What is needed. Retype the full set of records. Keep every character identical.

[Point localization data]
↓↓↓

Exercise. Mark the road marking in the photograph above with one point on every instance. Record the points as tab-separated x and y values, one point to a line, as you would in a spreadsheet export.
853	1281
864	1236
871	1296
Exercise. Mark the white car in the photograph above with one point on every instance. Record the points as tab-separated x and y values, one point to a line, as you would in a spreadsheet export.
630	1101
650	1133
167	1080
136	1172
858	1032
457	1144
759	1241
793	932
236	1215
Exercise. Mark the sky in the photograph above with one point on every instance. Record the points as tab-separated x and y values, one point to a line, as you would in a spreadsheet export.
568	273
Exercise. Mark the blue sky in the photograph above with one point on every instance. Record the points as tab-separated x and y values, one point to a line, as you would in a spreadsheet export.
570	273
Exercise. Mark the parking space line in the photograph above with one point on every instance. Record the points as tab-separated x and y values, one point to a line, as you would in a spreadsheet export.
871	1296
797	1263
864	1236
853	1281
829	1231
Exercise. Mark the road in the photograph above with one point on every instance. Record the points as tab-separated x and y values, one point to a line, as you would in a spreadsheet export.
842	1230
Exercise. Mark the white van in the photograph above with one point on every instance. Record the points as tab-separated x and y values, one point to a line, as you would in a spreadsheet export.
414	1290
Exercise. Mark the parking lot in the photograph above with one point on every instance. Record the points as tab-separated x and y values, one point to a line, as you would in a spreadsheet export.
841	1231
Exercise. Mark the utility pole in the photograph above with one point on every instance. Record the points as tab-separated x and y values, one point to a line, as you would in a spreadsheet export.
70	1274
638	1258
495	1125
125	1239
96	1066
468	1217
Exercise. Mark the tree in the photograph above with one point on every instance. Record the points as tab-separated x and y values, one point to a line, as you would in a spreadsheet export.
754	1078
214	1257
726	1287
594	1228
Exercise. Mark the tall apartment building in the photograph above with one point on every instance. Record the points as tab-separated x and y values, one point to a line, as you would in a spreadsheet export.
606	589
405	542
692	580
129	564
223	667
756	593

↑↑↑

Response to the exercise.
Exercise. Mark the road marking in the photograph above with one point on every instance. Record the points as tab-separated x and y values, one point to a line, as you would in a spreadsheet export.
853	1281
864	1236
871	1296
Exercise. Mark the white car in the photograph above with one point on every instance. Record the points as tab-separated x and y values, one point to a line, as you would in a spreadsheet export.
630	1101
650	1133
167	1080
136	1172
858	1032
457	1144
759	1241
793	932
236	1215
Exercise. Mark the sky in the photograph above with one point on every instance. Record the points as tab-separated x and y values, one point to a line, as you would in a spreadsheet export.
568	273
Exercise. Mark the blue sky in the photograph above with one point on every instance. Record the points as tab-separated x and y values, one point to a line, as you would in a spreadsheet export.
570	273
Exercise. Mark the parking space line in the photograph above with one point on every instance. Record the points as tab-separated x and y values, one point to a line, as you would in a spreadsheet export.
871	1296
797	1263
864	1236
853	1281
829	1231
Exercise. Mark the road in the photograph above with one point on every instance. Record the points as tab-separated x and y values, one point to a line, as you would in a spreadsheet export.
842	1230
Exercise. Mark the white van in the photograph above with one point on every instance. Record the points as tab-separated x and y values, one point to a line, as you would in a spreadsheet export.
414	1290
Exercise. Mark the parking lot in the photograph above with one point on every instance. Record the points as tab-separated x and y values, one point to a line, as you would in a spreadsheet export.
841	1231
Exercise. Mark the utility pole in the photograph above with one point on every instance. Record the points as tab-separated x and y values, one point to a line, as you would in a spreadsheet export.
70	1274
638	1258
495	1125
125	1239
96	1066
468	1217
Exercise. Mark the tree in the photograph above with one point on every instance. Record the points as tab-separated x and y values, one point to a line, as you would in a spreadsheet export.
754	1078
214	1257
726	1287
594	1228
Exercise. Mark the tall apartment building in the photograph above with one point on every instance. Record the points as tab-separated x and y values, one point to a line, as you would in a spreadsheet export.
606	589
405	542
692	580
129	564
223	667
756	593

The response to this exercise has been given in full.